Avoiding Your Asthma Triggers

Asthma Triggers


Asthma triggers can prompt the process of increased inflammation in your airways, causing worsening asthma symptoms. So it’s very essential to know what these asthma triggers are and how you can work to towards preventing them.Below explanations are the main and common indoor triggers besides various triggers.

Environmental Tobacco Smoke Or – ETS

If you are a smoker and got a asthma patient in the house you should not smoke in your home or allow anyone else to,but if you yourself are an asthmatic then it’s advisable to stop smoking to have a better asthma control. For some people, the smell of tobacco smoke alone may trigger the immune response that begins the process of inflammation that results in runny nose, watery eyes, sinus congestion, lower peak flows, wheezing and shortness of breath.
Unfortunately, many asthmatics are current smokers and many children have their asthma worsened by environmental tobacco smoke statistically.

• _Record extracts_:

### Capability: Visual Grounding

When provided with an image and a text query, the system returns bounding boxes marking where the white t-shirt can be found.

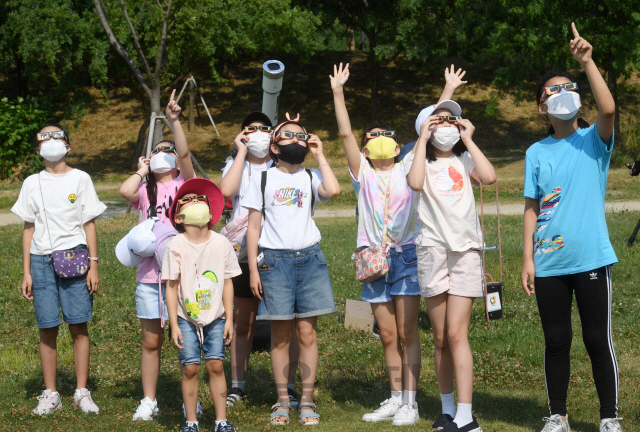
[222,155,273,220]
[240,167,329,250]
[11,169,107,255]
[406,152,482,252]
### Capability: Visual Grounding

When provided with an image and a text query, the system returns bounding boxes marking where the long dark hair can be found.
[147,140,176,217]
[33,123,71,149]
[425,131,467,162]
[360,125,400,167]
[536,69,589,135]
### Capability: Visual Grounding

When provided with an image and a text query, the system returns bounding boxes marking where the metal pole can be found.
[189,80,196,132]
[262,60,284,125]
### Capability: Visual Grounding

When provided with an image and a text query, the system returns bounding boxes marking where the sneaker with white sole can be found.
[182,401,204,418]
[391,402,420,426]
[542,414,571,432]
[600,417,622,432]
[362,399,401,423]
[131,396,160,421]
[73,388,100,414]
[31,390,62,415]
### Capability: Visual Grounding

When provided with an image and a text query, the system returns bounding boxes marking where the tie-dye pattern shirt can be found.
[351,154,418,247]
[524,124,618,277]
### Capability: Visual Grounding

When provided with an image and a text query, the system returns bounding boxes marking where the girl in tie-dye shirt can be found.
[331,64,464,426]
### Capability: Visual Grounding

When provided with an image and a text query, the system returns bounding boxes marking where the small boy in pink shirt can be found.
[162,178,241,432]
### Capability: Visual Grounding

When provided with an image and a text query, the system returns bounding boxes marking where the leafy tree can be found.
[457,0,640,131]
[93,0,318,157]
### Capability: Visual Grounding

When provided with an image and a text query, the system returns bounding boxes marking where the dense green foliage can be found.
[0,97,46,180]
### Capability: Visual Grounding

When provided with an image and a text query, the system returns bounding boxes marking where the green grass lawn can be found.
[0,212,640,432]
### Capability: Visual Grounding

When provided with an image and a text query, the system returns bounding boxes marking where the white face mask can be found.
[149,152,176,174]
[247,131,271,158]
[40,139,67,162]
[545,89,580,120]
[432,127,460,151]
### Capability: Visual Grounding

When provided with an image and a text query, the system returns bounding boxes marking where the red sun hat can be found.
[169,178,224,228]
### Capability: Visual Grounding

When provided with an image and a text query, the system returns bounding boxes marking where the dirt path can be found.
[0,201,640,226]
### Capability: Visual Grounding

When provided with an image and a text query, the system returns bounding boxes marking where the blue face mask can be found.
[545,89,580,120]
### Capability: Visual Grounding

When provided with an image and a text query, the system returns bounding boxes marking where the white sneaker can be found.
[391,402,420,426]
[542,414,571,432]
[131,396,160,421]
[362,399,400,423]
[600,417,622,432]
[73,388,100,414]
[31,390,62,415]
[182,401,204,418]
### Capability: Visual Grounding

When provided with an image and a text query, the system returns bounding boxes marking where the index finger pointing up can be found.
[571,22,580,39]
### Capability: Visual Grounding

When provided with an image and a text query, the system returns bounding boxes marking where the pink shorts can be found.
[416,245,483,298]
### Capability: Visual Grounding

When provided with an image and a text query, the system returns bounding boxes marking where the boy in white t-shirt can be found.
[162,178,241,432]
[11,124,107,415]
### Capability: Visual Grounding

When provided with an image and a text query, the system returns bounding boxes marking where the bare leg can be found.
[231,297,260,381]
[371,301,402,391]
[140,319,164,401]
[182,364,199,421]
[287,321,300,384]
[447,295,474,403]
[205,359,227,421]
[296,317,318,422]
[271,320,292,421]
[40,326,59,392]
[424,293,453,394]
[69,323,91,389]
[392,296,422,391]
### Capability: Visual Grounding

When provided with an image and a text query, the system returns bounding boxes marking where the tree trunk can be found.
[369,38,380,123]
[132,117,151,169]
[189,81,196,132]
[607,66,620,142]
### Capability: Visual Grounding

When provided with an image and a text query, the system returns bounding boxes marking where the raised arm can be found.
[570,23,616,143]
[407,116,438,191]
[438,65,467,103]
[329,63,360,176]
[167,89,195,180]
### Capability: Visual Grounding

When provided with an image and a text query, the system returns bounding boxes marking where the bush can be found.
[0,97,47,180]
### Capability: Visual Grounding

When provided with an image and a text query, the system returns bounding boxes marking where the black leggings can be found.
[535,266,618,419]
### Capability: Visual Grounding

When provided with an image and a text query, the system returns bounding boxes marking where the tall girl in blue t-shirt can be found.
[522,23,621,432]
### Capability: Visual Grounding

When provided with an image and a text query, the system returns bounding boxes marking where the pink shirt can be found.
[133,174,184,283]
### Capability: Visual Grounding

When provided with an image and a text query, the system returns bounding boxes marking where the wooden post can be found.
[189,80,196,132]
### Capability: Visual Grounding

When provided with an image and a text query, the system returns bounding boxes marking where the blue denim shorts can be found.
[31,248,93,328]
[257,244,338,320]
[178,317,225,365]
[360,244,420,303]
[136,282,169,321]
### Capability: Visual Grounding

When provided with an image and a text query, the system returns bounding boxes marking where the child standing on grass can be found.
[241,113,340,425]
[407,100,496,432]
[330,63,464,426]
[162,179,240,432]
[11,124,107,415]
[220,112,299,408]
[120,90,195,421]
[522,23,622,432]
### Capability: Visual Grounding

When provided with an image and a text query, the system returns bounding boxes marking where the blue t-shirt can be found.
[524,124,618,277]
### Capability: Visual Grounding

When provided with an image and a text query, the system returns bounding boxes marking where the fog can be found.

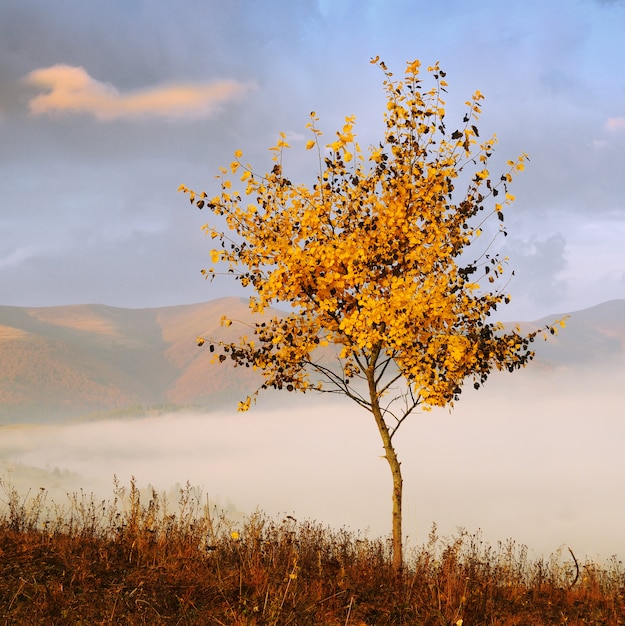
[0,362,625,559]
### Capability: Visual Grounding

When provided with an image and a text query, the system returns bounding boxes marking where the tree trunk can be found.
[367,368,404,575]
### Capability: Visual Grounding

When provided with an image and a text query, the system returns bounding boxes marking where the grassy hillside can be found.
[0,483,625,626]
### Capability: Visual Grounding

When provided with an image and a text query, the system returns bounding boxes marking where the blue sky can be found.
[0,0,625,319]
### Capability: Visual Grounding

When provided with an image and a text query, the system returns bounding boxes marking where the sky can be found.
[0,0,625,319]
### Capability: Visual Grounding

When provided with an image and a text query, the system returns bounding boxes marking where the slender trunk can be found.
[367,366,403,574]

* * *

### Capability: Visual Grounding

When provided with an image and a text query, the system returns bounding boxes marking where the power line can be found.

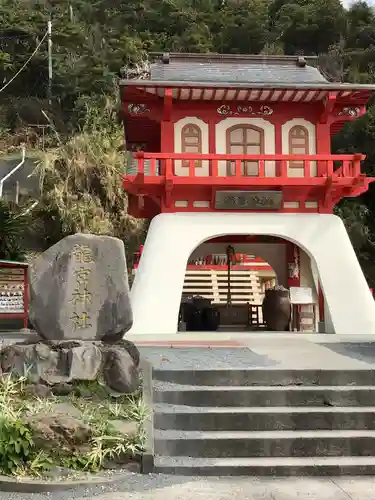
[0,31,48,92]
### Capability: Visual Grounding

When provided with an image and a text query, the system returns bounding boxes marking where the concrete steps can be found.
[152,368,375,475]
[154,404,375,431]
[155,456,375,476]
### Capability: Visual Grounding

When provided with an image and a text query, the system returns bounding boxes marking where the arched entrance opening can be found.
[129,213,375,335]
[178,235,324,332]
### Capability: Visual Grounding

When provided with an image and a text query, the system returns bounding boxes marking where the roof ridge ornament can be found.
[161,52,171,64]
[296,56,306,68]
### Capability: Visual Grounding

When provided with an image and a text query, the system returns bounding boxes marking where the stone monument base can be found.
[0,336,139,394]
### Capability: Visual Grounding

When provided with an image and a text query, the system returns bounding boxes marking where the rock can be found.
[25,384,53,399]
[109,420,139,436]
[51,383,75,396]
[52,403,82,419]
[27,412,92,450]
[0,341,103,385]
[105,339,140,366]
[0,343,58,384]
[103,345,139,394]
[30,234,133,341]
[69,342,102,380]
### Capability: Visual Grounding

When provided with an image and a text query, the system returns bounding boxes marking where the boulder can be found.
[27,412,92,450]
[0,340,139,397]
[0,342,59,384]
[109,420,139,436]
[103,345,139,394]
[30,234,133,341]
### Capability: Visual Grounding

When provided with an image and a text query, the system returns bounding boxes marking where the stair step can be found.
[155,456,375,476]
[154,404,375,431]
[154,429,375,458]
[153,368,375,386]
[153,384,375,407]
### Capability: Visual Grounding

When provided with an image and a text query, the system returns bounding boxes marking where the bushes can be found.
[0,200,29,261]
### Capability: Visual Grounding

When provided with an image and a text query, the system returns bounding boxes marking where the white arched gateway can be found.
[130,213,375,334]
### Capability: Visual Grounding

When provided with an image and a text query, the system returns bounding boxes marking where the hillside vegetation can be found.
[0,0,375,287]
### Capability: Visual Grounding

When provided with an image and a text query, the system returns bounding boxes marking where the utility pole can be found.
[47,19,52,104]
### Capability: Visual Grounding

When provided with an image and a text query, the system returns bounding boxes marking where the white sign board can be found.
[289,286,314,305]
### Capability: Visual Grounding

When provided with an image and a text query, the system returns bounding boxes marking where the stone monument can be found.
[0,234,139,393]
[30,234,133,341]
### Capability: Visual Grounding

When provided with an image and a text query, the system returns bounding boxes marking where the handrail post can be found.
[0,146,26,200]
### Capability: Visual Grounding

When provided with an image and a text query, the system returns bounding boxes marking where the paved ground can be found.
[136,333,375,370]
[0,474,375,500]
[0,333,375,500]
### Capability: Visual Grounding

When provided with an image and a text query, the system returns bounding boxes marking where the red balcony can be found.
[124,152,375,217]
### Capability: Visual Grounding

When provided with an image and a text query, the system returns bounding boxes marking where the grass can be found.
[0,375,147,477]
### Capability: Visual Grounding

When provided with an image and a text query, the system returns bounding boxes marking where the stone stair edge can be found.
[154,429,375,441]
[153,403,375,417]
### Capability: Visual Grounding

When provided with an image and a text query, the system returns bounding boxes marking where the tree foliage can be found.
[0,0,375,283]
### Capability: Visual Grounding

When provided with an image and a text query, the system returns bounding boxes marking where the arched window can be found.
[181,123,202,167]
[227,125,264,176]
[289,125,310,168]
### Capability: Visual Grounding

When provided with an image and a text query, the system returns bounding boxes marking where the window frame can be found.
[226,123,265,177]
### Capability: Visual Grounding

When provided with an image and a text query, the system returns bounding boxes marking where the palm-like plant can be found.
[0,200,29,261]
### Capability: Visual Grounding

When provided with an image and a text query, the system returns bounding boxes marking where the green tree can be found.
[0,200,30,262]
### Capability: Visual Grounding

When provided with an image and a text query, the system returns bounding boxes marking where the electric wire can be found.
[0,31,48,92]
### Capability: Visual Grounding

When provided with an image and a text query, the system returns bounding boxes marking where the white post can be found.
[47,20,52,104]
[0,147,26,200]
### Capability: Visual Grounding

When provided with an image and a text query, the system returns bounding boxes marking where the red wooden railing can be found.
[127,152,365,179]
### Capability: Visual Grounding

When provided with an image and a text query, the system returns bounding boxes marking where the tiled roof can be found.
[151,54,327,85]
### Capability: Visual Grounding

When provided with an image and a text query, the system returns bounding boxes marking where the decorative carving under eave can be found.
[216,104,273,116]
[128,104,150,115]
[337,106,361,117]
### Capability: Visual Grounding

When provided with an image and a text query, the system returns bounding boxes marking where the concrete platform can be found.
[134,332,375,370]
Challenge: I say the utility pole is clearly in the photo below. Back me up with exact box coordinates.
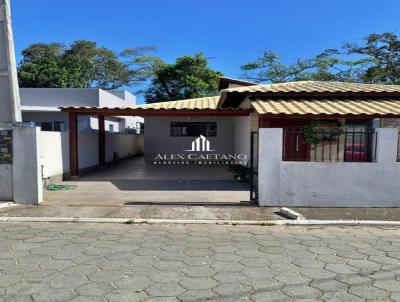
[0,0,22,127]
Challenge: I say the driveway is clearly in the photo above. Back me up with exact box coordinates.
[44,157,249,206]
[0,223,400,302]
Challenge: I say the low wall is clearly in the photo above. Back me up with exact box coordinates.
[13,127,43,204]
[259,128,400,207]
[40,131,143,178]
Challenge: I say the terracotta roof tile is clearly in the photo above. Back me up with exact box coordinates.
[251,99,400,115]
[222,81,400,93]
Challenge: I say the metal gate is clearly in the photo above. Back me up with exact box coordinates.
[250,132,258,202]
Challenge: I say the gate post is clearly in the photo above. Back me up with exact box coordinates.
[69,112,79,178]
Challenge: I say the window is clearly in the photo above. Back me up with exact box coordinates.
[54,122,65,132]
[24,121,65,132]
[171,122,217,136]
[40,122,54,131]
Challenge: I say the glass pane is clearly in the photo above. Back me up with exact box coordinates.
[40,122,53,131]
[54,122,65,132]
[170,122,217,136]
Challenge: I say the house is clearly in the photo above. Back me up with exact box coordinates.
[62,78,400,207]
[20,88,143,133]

• _Brief 1_: Copy everything in the asthma triggers text from "Asthma triggers can prompt the" down to "shortness of breath.".
• _Brief 2_: Write what comes next in the text on asthma triggers, picking up after its final sentence.

• _Result 1_:
Asthma triggers can prompt the process of increased inflammation in your airways, causing worsening asthma symptoms. So it’s very essential to know what these asthma triggers are and how you can work to towards preventing them.Below explanations are the main and common indoor triggers besides various triggers.

Environmental Tobacco Smoke Or – ETS

If you are a smoker and got a asthma patient in the house you should not smoke in your home or allow anyone else to,but if you yourself are an asthmatic then it’s advisable to stop smoking to have a better asthma control. For some people, the smell of tobacco smoke alone may trigger the immune response that begins the process of inflammation that results in runny nose, watery eyes, sinus congestion, lower peak flows, wheezing and shortness of breath.

• _Result 2_:
Animal Dander

Whatever your favorite pet is – dog, cat, bird, hamster or guinea pig ,they all shed dander (skin flakes in an animal’s fur or hair) that can worsen allergies and asthma. Despite what you may have heard, there really is no true hypo-allergenic (having a low capacity for inducing allergic responses) pet, but some are low allergy. Additionally, it is a myth(false belief or idea) that short-haired animals cause less allergy and asthma problems compared to more long-haired animals. This is because it is not the hair, but the dander or skin scales that stimulate the allergic or immune system reaction.

Dust Mites

Dust mites are tiny insects, related to ticks and spiders, that are invisible to the human eye and found in nearly every home. Dust mites feed on skin flakes and dust in your home. They can be found commonly on mattresses, pillows, carpets, and upholstered furniture. Both dust mite pieces and dust mite droppings are allergens that travel through air and can trigger the allergic cascade (a succession of stages in a process, each of which triggers or initiates the next) and worsen asthma.

Cockroaches

Commonly found in every home, cockroaches can be very difficult to avoid. Cockroach droppings and saliva are common triggers of asthma symptoms in many people. Because these pests are difficult to avoid, it is important to learn how to control.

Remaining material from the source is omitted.